Source passage Start Marker
The Massachusetts Trial Court has agreed to stop ordering and pressuring its drug court defendants to take a specific medication for opioid use disorder, and will instead leave medical decisions to licensed prescribers and treatment programs.

Massachusetts U.S. Attorney Rachael Rollins' office received a complaint that the drug courts were violating the Americans with Disabilities Act by discriminating against people with opioid use disorder, a recognized disability under federal law. The complaint alleged that staff were forcing drug court participants to stop taking other prescribed medications in favor of naltrexone, known by the brand name Vivitrol, without individual medical assessment as to whether that would be the best treatment option. Rollins' office and the court reached a settlement Thursday over the allegations.

Drug courts offer alternatives to incarceration, including mandated treatment, to people charged with nonviolent, drug-involved crimes. The first drug court in Massachusetts opened in 1994.

“Judges are experts, but they are not doctors,” Rollins told GBH News. “Essentially what would happen is when you were in drug court, there would be personnel who are not licensed medical professionals or providers, that would be encouraging individuals or forcing individuals exclusively to [take] Vivitrol, as opposed to the three different types of FDA-approved medications prescribed by licensed medical providers to assist with opioid use disorders.”

Dr. Andrew Kolodny, the medical director for the Opioid Policy Research Collaborative at Brandeis University's Heller School for Social Policy and Management, said it’s common in the United States for drug court staff and judges to lay out specific treatment plans, including which medication to take.

”Even though, of course, they were not licensed or they had not gone to medical school, but they were prescribing treatment,” Kolodny said. “And maybe that would have been less of a concern if they were prescribing the right treatment, but they weren't.”

Vivitrol, which is made by Waltham-based Alkermes, blocks the effects of opioids through a once-a-month shot. The other FDA-approved medications for opioid use disorder are buprenorphine and methadone. Both of those medications are taken by mouth, daily or sometimes twice a day, and work by delivering long-acting controlled doses of opioids that don’t create a high.

Kolodny said evidence for the effectiveness and safety of buprenorphine and methadone is much stronger than for Vivitrol, but that those first two medications face stigma.

“Sometimes they are wrongly seen as simply substituting one drug for another, not really being treatment,” Kolodny said, “whereas this monthly injection was certainly more attractive to criminal justice staff; and the drug company that manufactures Vivitrol marketed it aggressively within the criminal justice system, and played up the bias against using buprenorphine and methadone as treatment.”
Source passage End Marker
Required tasks:
- A) In the drug court article, which two FDA-approved medications for opioid use disorder are named besides Vivitrol?
- B) Continue the article about the Massachusetts drug court settlement from where it stops.
Source information Start Marker
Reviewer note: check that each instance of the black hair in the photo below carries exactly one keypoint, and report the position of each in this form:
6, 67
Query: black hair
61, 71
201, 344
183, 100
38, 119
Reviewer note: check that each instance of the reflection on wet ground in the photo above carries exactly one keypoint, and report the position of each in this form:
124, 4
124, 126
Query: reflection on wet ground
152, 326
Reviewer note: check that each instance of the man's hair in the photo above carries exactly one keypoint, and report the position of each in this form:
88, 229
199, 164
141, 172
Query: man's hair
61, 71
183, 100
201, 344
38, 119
Source information End Marker
Source information Start Marker
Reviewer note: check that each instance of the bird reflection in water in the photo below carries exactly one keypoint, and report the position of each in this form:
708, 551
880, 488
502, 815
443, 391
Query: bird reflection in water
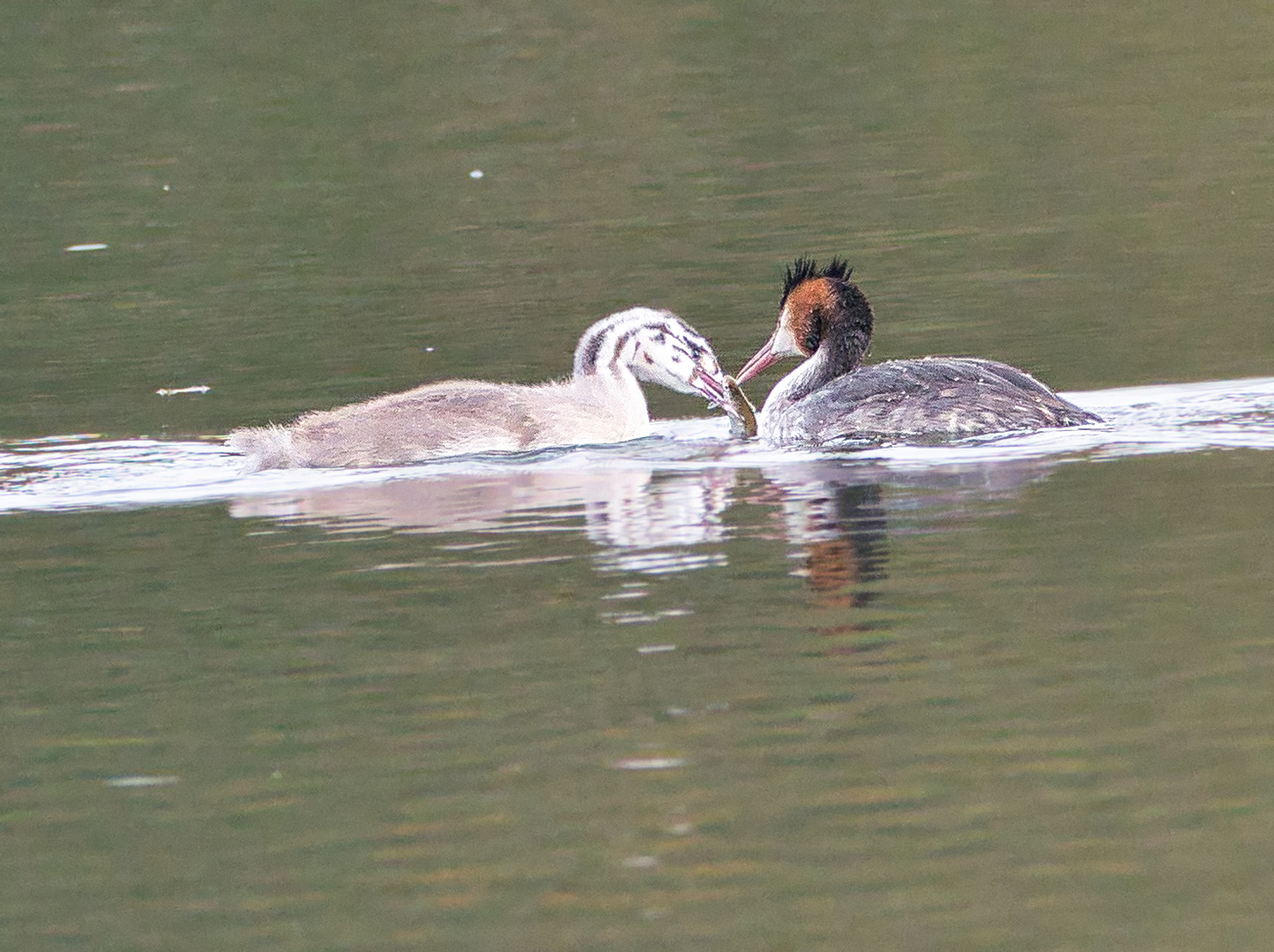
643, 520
Source information End Marker
Answers to each task:
- A) Buprenorphine and methadone.

- B)
Kolodny also said buprenorphine in particular is considered the first-line treatment for opioid use disorder. It can be picked up at a pharmacy, and it's considered safer and has fewer side effects than methadone, which is dispensed at clinics.

“The evidence supporting the effectiveness of Vivitrol is much weaker,” Kolodny said, “and there is evidence that in patients with severe opioid use disorder, exposure to naltrexone [the active ingredient of Vivitrol] could potentially increase the risk of death.”

In a statement, an Alkermes spokesperson said the company believes people living with opioid use disorder should have access to all FDA-approved medications because "no one medication is right for everyone." The statement also said the company believes medications should be decided upon in collaboration with a health care provider.

The settlement between the state’s trial court system and Rollins’ office details that while the courts don’t admit violating the ADA by discriminating against people with opioid use disorder, the drug courts will implement a new policy within 30 days that includes barring drug court personnel from interfering with treatment plans, assessments or medications decided upon by a licensed prescriber or treatment program.

Rollins emphasized that there was no “bad intent” by staff in Massachusetts drug courts, and that she is personally aware of many successes in the system.

“I have gone to so many drug court graduations as the district attorney — and quite frankly, as a sibling or the loved one of somebody who was struggling with an opioid use disorder, as well," she said.

Rollins said she believes that Massachusetts drug courts can now be the “gold standard” for how drug courts should operate across the country.